Load the MNIST data and split it into a training set, a validation set, and a test set (e.g., use 50,000 instances for training, 10,000 for validation, and 10,000 for testing).

In [None]:
from tensorflow import keras
import numpy as np

In [None]:
# Load the MNIST dataset
mnist = keras.datasets.mnist
(x_train_full, y_train_full), (x_test, y_test) = mnist.load_data()

x_train_full = x_train_full / 255
x_train_full = np.reshape(x_train_full, (x_train_full.shape[0], 28 * 28))

x_valid, x_train = x_train_full[:10000], x_train_full[10000:]
y_valid, y_train = y_train_full[:10000], y_train_full[10000:]

In [None]:
x_train.shape

(50000, 784)

In [None]:
x_test = x_test / 255
x_test = np.reshape(x_test, (x_test.shape[0], 28 * 28))

In [None]:
x_test.shape

(10000, 784)

Then train various classifiers, such as a random forest classifier, an extra-trees classifier, and an SVM classifier.

In [None]:
from sklearn.ensemble import RandomForestClassifier, ExtraTreesClassifier
from sklearn.svm import SVC

In [None]:
rfc = RandomForestClassifier(n_estimators=100, random_state=42)
rfc.fit(x_train, y_train)

etc = ExtraTreesClassifier(n_estimators=100, random_state=42)
etc.fit(x_train, y_train)

svm = SVC(kernel='linear', C=1, random_state=42)
svm.fit(x_train, y_train)

In [None]:
rfc.score(x_valid, y_valid)

0.9704

In [None]:
etc.score(x_valid, y_valid)

0.9715

In [None]:
svm.score(x_valid, y_valid)

0.9365

Next, try to combine them into an ensemble that outperforms each individual classifier on the validation set, using soft or hard voting.

In [None]:
from sklearn.ensemble import VotingClassifier
from sklearn.metrics import accuracy_score

*Hard voting:*

In [None]:
voting_clf = VotingClassifier(
    estimators=[('rfc', rfc), ('etc', etc), ('svm', svm)],
    voting='hard'
)

# Train the voting classifier on the training set
voting_clf.fit(x_train, y_train)

In [None]:
# Evaluate the accuracy of each classifier and the ensemble on the validation set

classifiers = [('Random Forest Classifier', rfc),
               ('Extra-Trees Classifier', etc),
               ('Linear SVM Classifier', svm),
               ('Voting Classifier', voting_clf)]

for name, clf in classifiers:
    y_pred = clf.predict(x_valid)
    accuracy = accuracy_score(y_valid, y_pred)
    print(name, "accuracy:", accuracy)
=======
**BRIEF 1**
Rewrite the MNIST notebook excerpt starting with "Load the MNIST data and" and going on through "(x_train_full.shape[0], 28 * 28))", swapping "validation" for "holdout" each time it appears.
**BRIEF 2**
State how many lines of the entries contain the string "white", counting only matches in that exact case. Give only the number.
The entries have no connection to the MNIST notebook excerpt.
=======
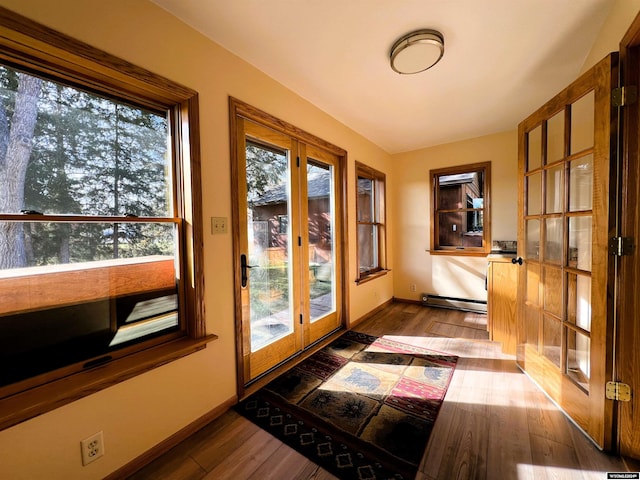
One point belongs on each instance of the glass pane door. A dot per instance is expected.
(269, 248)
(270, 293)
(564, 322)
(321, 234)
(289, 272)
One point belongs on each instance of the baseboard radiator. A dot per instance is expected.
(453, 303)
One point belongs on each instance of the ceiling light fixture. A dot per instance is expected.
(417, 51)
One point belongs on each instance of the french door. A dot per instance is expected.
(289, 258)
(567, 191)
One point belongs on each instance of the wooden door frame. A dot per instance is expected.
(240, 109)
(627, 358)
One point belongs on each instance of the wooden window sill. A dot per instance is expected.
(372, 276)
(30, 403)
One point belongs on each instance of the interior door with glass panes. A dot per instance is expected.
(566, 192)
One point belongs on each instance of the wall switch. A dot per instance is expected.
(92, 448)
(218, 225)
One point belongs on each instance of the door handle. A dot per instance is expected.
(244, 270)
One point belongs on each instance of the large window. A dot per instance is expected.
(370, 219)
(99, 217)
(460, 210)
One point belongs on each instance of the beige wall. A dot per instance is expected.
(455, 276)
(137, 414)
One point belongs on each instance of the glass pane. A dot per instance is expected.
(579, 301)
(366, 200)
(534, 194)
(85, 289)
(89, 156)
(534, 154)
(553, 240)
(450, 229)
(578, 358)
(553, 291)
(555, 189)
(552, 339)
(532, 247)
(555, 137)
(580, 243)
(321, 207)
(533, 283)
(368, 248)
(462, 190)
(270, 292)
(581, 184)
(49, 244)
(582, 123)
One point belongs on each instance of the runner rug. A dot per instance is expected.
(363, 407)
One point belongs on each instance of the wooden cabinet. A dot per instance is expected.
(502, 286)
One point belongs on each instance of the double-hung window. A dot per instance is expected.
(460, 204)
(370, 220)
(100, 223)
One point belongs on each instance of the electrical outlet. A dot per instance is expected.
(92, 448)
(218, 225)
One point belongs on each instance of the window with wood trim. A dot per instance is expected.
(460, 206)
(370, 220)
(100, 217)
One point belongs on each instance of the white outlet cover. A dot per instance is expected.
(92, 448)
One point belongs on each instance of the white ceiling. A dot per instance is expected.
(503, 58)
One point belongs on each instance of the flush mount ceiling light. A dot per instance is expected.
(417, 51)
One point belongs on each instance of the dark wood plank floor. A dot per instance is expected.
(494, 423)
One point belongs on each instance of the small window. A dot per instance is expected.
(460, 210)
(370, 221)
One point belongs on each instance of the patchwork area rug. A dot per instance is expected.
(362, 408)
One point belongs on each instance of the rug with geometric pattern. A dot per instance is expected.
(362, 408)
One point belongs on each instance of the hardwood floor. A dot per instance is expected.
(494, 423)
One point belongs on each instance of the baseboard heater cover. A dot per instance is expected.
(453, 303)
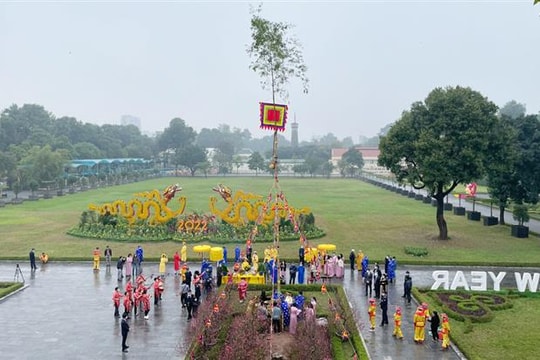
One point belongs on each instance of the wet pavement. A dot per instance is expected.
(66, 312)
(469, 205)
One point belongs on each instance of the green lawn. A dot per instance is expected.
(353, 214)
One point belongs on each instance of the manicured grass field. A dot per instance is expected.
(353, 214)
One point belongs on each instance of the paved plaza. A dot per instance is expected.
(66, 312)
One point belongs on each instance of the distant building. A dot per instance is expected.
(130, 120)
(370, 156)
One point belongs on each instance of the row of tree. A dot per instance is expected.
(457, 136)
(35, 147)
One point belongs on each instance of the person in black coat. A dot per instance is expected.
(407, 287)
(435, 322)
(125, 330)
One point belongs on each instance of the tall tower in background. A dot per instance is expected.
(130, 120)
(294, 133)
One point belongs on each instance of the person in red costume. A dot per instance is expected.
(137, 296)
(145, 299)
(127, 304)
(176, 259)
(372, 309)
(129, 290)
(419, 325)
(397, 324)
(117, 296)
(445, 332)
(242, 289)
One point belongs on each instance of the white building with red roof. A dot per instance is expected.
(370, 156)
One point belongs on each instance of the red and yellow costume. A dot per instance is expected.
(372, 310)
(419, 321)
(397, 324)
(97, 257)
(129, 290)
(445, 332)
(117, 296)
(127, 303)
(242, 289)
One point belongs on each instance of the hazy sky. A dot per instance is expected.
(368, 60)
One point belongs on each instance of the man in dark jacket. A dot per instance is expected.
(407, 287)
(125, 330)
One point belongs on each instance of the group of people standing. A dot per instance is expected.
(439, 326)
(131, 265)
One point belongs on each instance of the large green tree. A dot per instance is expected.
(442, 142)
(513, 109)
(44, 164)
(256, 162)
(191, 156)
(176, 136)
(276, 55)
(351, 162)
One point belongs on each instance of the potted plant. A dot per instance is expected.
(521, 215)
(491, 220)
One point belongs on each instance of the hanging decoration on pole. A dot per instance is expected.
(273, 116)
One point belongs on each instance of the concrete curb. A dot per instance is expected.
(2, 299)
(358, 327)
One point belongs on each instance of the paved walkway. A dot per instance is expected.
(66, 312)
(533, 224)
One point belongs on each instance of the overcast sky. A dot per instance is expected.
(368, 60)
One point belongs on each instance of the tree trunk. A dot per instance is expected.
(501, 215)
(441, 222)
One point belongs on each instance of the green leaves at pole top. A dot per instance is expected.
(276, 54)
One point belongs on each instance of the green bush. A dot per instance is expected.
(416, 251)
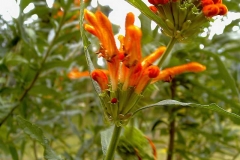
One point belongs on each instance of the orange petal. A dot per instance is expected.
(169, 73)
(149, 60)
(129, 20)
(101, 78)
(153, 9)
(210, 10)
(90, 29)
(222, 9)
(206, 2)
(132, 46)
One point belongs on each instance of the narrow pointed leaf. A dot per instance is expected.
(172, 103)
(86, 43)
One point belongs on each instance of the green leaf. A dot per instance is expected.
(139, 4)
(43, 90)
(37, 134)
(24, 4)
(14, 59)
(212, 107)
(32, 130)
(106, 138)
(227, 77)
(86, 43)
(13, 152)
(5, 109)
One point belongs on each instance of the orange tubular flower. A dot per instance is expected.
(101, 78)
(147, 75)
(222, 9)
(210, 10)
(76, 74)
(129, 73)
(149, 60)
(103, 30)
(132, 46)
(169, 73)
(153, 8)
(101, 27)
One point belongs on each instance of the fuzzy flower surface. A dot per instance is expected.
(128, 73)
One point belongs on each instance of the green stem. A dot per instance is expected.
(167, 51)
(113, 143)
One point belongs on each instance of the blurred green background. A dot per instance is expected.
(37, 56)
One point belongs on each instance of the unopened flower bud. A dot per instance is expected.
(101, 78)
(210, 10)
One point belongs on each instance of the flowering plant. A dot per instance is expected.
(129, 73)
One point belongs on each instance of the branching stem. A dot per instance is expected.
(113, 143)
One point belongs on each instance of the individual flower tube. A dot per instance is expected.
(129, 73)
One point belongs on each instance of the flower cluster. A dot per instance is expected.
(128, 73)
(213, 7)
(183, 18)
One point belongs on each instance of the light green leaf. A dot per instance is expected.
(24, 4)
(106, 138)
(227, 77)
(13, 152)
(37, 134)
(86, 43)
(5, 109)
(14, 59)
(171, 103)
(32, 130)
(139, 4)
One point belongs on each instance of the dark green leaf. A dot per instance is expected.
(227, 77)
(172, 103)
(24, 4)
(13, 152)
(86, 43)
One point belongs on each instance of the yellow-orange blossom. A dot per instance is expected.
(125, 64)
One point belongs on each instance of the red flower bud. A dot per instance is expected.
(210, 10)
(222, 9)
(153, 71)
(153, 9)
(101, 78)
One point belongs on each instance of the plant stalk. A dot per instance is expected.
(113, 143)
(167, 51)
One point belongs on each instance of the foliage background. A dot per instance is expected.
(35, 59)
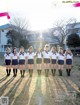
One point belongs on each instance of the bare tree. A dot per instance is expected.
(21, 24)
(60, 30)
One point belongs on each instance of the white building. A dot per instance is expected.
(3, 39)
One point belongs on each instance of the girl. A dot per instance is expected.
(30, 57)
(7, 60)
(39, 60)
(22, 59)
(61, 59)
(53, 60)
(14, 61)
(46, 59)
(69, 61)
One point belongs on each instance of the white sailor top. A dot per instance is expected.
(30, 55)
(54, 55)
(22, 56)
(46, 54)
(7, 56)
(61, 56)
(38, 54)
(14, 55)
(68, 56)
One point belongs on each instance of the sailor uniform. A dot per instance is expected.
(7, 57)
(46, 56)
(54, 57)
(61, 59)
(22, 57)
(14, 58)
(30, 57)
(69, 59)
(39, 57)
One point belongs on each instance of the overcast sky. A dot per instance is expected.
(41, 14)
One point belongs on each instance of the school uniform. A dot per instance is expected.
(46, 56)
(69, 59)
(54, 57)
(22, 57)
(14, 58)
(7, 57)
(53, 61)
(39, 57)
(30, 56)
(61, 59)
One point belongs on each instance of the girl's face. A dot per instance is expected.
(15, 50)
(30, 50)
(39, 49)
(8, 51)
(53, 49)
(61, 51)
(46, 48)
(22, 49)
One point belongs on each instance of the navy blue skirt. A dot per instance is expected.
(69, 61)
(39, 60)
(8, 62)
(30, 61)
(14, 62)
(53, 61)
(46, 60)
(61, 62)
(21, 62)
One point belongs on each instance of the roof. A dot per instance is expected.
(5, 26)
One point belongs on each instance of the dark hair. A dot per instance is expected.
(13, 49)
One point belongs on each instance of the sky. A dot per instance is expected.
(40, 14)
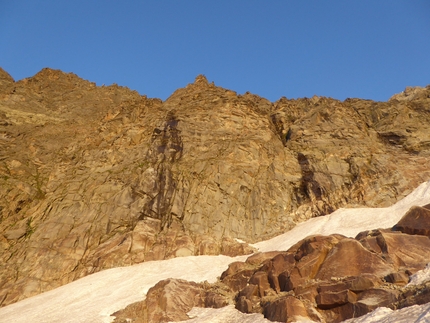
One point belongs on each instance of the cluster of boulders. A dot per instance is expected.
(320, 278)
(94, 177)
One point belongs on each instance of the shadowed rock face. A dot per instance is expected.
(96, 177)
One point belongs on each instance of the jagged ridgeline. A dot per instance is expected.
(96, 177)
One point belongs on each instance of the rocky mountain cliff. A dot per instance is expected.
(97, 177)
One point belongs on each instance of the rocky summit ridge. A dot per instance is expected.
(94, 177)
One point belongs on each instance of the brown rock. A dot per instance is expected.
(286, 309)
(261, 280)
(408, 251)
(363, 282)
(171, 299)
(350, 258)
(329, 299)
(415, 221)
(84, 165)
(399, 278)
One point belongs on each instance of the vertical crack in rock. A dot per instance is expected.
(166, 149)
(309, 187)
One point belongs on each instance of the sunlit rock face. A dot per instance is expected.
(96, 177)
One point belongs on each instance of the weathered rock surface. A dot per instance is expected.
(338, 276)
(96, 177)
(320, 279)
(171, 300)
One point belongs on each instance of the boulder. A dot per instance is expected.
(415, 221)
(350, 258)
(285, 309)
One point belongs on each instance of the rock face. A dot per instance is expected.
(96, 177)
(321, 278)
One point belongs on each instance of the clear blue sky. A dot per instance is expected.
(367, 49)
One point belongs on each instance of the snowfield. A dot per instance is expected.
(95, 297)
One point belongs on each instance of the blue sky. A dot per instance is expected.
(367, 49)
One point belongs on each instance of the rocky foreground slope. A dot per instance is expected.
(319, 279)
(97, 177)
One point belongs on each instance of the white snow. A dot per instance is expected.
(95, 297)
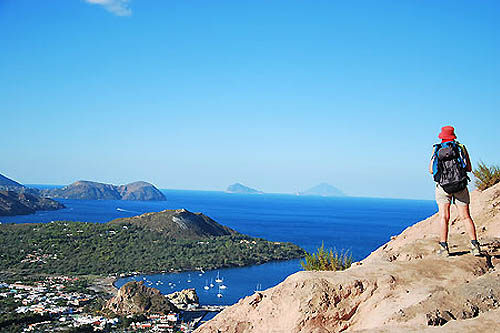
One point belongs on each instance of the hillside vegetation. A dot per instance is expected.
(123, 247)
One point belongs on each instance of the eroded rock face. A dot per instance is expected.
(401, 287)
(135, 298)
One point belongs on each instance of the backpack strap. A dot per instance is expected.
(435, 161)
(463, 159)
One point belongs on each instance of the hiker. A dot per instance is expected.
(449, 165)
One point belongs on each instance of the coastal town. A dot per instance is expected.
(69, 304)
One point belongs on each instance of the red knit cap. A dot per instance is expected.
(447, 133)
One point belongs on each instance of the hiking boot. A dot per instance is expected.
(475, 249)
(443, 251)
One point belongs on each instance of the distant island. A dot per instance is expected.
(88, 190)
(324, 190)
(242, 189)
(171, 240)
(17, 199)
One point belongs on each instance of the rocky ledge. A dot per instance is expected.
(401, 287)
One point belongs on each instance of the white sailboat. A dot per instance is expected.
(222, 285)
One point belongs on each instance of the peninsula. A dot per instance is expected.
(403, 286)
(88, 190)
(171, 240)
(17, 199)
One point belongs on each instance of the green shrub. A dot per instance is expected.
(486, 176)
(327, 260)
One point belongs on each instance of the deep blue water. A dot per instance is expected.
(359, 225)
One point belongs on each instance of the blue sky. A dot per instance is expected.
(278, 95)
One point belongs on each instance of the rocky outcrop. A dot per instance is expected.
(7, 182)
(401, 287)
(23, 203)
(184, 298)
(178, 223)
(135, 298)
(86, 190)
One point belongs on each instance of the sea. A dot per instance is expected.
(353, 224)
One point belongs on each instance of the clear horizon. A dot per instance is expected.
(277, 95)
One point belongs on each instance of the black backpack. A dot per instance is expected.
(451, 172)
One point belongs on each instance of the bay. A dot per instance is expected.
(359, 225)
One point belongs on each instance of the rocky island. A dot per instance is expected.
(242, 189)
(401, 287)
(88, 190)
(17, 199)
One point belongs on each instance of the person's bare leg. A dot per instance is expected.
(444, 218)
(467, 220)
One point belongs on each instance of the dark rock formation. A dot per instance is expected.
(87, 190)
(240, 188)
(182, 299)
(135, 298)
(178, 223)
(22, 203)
=======
**EXERCISE OUTPUT 1**
Load the MNIST data and split it into a training set, a holdout set, and a test set (e.g., use 50,000 instances for training, 10,000 for holdout, and 10,000 for testing).

In [None]:
from tensorflow import keras
import numpy as np

In [None]:
# Load the MNIST dataset
mnist = keras.datasets.mnist
(x_train_full, y_train_full), (x_test, y_test) = mnist.load_data()

x_train_full = x_train_full / 255
x_train_full = np.reshape(x_train_full, (x_train_full.shape[0], 28 * 28))

**EXERCISE OUTPUT 2**
7